Named object pointing entries
---+---
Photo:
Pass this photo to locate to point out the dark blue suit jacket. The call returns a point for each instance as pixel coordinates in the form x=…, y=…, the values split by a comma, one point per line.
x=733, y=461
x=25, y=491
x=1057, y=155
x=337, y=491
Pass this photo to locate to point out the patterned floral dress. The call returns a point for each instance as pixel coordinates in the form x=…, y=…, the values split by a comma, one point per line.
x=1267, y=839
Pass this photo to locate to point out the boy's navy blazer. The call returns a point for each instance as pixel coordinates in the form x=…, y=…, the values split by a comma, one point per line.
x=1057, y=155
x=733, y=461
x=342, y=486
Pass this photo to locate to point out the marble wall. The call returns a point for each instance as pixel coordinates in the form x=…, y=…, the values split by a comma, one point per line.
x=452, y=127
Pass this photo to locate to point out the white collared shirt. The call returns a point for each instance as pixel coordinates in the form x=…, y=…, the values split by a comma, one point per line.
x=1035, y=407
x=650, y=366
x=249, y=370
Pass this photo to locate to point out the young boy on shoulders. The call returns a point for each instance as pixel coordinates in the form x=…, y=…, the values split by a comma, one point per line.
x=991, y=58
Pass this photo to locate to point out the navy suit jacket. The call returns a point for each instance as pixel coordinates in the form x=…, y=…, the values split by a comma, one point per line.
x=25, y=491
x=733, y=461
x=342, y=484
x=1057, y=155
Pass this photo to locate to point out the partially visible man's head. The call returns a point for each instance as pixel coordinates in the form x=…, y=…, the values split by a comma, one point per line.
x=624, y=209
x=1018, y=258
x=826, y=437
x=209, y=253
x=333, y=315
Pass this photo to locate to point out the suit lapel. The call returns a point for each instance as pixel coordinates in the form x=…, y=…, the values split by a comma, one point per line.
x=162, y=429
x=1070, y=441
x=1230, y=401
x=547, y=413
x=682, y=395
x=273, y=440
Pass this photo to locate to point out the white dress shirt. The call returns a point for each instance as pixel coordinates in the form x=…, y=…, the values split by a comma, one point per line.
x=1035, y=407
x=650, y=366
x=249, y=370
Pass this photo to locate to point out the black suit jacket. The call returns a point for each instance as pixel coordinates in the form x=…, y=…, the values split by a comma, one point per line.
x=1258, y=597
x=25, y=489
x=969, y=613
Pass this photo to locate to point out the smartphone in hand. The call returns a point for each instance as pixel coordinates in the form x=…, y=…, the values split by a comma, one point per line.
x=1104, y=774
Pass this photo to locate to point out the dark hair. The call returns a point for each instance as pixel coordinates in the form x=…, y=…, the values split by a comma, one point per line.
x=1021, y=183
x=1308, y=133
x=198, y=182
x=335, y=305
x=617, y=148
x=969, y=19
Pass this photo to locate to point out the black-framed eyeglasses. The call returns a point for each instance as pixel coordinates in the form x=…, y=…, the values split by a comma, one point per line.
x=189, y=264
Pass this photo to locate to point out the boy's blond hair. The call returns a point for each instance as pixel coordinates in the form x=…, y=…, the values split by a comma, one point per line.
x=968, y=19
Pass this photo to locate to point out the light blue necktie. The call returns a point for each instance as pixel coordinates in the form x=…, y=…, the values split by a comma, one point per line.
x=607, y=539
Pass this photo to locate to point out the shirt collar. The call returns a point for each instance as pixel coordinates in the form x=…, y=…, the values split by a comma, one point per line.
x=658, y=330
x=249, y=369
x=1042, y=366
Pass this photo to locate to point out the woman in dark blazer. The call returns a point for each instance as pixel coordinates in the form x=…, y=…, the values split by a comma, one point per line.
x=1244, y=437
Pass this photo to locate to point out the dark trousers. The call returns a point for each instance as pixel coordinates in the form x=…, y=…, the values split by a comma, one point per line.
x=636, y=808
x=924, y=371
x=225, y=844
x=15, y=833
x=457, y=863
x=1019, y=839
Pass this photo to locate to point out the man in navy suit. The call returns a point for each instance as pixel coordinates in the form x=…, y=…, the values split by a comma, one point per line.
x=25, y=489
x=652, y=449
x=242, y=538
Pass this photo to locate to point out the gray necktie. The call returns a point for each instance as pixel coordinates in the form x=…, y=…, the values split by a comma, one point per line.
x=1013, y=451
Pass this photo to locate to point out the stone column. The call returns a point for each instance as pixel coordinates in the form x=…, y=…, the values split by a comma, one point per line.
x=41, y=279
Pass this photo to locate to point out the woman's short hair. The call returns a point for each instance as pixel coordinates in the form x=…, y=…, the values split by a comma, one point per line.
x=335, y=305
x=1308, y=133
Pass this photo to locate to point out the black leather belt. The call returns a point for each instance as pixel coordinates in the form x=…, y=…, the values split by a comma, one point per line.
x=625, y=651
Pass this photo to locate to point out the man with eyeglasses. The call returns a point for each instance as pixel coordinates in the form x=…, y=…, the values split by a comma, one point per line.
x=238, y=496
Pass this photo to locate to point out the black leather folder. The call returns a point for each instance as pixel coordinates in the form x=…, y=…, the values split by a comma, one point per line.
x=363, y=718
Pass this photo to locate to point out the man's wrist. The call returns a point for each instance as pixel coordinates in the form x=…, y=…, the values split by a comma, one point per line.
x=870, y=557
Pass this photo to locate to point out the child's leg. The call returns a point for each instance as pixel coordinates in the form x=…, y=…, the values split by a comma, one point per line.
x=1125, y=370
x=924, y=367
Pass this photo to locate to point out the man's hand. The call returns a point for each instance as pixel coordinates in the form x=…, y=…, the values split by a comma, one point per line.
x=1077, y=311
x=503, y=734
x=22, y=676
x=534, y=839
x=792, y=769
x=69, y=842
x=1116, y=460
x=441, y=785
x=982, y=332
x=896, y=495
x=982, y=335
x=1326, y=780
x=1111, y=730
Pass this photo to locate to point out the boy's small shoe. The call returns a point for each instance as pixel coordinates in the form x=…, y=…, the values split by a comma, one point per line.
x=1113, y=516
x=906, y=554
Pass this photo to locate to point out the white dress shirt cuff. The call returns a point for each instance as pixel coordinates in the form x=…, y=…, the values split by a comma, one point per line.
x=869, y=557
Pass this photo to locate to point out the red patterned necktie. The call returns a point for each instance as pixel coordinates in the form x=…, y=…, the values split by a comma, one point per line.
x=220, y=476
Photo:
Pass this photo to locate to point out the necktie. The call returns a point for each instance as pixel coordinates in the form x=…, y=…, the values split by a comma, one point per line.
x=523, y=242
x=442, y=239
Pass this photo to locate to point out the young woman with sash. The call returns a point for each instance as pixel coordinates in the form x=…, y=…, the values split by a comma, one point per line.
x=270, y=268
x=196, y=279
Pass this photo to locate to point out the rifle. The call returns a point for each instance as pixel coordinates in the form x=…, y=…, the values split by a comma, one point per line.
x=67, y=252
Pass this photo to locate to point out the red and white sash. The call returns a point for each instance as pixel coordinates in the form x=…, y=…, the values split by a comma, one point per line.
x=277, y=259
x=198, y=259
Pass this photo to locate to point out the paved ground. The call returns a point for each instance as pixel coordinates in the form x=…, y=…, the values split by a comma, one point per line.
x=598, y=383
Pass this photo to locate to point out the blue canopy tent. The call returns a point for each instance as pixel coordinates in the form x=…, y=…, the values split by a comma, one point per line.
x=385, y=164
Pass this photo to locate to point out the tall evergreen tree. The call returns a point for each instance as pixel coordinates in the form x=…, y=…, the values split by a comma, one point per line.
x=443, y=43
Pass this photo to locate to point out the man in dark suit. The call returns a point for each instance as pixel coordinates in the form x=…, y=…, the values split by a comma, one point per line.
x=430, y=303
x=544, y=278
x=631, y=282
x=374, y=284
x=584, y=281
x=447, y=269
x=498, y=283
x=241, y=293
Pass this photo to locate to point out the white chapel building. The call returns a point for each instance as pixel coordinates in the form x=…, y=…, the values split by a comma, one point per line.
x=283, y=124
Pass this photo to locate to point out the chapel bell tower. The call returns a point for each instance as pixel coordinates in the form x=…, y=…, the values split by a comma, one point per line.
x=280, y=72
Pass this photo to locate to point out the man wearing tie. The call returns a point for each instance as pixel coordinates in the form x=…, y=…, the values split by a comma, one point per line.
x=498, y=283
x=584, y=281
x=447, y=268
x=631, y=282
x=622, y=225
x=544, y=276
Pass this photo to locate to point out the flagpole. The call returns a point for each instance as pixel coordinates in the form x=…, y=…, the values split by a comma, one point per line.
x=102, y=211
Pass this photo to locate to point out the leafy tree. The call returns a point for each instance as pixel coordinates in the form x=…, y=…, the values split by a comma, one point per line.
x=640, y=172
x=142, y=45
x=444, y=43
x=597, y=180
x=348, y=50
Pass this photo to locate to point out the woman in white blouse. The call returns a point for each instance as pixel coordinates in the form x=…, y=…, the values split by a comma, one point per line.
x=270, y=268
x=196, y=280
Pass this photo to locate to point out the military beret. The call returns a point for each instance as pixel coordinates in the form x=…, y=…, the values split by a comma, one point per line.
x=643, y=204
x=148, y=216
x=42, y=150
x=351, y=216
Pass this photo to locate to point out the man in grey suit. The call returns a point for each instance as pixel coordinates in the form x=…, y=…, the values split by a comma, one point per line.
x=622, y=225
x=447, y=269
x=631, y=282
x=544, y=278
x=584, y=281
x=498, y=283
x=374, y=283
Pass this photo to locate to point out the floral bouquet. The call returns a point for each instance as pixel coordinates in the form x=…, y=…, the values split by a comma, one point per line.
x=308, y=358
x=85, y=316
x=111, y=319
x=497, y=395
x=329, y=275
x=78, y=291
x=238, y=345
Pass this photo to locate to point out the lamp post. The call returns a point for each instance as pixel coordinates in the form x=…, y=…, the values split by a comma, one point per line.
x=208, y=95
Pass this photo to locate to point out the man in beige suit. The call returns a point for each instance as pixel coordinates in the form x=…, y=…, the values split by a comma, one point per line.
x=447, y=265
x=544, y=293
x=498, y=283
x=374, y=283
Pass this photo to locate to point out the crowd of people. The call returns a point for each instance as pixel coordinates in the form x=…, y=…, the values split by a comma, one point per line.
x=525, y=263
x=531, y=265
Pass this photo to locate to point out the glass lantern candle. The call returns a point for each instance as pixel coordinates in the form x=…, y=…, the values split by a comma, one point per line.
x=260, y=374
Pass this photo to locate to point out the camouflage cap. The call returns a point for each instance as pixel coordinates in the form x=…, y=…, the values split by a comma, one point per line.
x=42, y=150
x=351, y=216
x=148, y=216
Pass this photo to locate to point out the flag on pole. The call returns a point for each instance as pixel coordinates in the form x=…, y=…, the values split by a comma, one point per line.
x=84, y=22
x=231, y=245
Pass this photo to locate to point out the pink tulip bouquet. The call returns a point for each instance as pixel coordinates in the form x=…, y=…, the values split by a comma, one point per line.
---+---
WHAT IS BEING ASKED — Repeat only the stretch of lines that opens with the line containing "Pass this photo to locate to point out the floral" and closes with the final line of the entries, both included, exactly as written.

SOLVED EXERCISE —
Pass this photo to locate to point out the floral bouquet. The call returns a point for each instance as pixel coordinates in the form x=…, y=…, the values split by a comma, one point per line.
x=308, y=358
x=85, y=316
x=111, y=319
x=497, y=395
x=329, y=275
x=78, y=291
x=238, y=345
Pass this photo to locate to point out the lamp post. The call returns a point for each instance as pixel coordinates in the form x=…, y=…, the values split by a comma, one point per line.
x=208, y=95
Pass this photo to locate to point out the man in beige suit. The call returns a point for each instance as pixel coordinates in the form x=…, y=…, the values split by a comma, one point per line.
x=447, y=265
x=544, y=293
x=498, y=283
x=374, y=283
Pass this photo to locate to point out the crowd of people. The call returns a point for each instance as pixel coordinates in the form x=…, y=…, the values split by a comma, one point per line.
x=525, y=263
x=531, y=265
Pass this photo to locate to point out the glass lantern candle. The call returns a point for each instance as pixel coordinates in the form x=…, y=…, the values split by a comma, one point per line.
x=260, y=374
Pass this photo to locate to point out the camouflage cap. The call returns a point for each instance as pixel coordinates in the form x=…, y=…, the values split by a comma, one point per line.
x=42, y=150
x=351, y=216
x=148, y=216
Pass this photo to locate to point out the flag on pole. The call returns a point for each instance as pixel coordinates in the form x=…, y=…, the values split by a comma, one point per line.
x=84, y=22
x=231, y=245
Pass this photo to locate to point out the pink tulip bouquet. The call returns a point for each instance as pixel coordinates in the form x=…, y=…, the values split by a comma, one point per line.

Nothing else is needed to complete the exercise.